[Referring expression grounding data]
☆ ☆ ☆ ☆ ☆ ☆ ☆
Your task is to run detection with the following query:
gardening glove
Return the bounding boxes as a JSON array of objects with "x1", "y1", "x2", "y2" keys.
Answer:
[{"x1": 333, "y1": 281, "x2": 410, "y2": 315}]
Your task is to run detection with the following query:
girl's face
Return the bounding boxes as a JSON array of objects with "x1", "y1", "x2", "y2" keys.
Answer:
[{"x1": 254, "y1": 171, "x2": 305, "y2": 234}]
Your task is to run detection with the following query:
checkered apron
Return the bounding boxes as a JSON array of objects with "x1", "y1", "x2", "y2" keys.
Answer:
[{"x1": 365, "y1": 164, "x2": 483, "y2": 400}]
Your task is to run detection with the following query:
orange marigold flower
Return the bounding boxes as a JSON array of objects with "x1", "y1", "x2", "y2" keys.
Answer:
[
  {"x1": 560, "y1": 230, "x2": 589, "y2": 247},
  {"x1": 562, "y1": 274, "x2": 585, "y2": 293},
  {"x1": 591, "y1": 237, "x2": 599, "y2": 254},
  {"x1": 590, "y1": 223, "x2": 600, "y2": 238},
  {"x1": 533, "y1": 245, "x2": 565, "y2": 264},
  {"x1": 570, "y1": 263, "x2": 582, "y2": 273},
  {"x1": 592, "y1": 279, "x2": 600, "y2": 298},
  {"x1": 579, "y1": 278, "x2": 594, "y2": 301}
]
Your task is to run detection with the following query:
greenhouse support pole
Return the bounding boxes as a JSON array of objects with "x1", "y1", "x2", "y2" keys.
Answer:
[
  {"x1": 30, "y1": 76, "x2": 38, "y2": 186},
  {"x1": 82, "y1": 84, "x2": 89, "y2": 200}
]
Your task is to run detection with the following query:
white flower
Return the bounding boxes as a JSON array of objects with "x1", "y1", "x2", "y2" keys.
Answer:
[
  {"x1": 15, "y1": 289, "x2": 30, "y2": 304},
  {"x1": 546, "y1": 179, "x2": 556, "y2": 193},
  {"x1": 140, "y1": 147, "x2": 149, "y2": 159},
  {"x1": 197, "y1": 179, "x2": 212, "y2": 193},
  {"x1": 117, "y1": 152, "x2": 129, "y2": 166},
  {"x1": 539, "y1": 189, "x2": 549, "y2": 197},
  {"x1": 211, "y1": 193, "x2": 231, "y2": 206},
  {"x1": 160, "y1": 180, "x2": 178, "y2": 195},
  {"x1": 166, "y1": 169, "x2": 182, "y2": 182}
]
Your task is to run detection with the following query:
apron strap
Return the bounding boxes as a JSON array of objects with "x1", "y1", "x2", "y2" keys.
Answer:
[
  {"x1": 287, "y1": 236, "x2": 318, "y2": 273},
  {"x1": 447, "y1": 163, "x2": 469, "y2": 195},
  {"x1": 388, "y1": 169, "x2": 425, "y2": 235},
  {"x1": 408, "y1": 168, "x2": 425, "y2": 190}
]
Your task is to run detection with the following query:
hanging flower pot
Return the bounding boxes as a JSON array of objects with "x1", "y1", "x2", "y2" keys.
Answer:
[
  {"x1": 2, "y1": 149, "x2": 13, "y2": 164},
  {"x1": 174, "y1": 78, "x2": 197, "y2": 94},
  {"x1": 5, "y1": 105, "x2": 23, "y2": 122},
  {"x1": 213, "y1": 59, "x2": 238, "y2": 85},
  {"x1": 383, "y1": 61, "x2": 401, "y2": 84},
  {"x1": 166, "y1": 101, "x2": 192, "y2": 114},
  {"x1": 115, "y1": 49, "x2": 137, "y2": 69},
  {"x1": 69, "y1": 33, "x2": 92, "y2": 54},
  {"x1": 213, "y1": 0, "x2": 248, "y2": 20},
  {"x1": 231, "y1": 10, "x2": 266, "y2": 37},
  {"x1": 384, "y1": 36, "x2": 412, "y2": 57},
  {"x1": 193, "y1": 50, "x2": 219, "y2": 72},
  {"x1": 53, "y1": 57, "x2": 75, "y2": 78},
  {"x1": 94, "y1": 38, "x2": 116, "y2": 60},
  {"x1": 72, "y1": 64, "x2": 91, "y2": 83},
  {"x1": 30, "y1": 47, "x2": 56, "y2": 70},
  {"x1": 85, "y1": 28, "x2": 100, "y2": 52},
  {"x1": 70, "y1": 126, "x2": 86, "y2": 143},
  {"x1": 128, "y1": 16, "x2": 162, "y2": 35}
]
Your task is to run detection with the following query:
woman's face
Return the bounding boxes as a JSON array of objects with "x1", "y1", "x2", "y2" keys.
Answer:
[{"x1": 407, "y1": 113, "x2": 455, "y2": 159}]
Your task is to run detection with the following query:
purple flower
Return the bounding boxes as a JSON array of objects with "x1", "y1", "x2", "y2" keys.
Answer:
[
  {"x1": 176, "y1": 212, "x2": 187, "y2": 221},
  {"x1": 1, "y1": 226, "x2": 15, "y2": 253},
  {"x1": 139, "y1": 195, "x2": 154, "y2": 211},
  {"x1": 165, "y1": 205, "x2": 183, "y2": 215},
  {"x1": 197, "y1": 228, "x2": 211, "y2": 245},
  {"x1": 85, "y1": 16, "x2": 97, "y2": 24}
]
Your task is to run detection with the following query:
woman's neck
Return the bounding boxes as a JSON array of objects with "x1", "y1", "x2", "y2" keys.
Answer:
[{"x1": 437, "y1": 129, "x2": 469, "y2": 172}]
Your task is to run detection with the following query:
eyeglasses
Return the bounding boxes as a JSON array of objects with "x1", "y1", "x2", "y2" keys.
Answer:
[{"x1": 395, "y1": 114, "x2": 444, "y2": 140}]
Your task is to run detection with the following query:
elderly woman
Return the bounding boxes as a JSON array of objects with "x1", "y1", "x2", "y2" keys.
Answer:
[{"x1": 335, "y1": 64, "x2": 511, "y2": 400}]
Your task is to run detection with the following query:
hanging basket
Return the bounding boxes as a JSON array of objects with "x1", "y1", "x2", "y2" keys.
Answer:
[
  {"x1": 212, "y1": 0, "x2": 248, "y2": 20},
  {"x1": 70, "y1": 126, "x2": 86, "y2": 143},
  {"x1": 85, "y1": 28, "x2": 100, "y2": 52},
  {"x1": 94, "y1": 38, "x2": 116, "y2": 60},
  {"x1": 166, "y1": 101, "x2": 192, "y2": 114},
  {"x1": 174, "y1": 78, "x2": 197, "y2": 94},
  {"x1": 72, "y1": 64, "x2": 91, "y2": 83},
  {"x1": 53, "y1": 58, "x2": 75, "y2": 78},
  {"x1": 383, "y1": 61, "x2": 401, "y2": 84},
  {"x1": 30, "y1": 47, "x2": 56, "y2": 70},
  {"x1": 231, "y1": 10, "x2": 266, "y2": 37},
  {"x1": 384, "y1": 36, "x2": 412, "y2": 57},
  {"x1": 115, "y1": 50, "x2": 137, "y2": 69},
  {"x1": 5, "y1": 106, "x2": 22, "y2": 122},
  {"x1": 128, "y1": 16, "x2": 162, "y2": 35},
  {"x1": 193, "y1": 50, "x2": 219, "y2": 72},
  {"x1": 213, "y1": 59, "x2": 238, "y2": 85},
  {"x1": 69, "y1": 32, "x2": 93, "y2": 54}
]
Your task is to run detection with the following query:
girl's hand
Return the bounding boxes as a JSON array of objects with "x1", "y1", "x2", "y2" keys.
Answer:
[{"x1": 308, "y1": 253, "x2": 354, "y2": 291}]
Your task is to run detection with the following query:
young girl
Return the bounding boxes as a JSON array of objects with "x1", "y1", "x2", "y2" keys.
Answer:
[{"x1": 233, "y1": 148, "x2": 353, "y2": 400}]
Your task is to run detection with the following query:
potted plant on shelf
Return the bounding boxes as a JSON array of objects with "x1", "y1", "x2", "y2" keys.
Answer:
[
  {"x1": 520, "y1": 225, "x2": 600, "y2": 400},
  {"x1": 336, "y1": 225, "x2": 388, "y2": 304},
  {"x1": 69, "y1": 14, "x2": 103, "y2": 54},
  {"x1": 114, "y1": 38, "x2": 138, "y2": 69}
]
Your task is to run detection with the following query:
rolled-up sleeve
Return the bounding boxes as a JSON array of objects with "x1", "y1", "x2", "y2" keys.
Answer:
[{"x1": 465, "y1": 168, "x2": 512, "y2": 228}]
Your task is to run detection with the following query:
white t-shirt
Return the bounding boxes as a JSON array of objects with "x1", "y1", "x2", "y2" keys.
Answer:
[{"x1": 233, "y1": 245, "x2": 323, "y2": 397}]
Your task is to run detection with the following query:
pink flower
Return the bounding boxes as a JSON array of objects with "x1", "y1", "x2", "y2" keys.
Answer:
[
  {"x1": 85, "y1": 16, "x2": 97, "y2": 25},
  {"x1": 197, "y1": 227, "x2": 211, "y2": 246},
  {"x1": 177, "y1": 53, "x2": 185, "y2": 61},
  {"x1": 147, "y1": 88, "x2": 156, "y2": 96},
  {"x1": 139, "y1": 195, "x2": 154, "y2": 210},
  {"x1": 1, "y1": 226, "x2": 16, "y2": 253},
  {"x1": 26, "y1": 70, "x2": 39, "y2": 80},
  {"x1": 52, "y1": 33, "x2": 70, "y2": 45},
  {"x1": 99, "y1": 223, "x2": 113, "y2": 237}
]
☆ ☆ ☆ ☆ ☆ ☆ ☆
[Action item]: Find every line in the records above that contains the word "woman", and copy each one.

[Task output]:
woman's face
woman's neck
elderly woman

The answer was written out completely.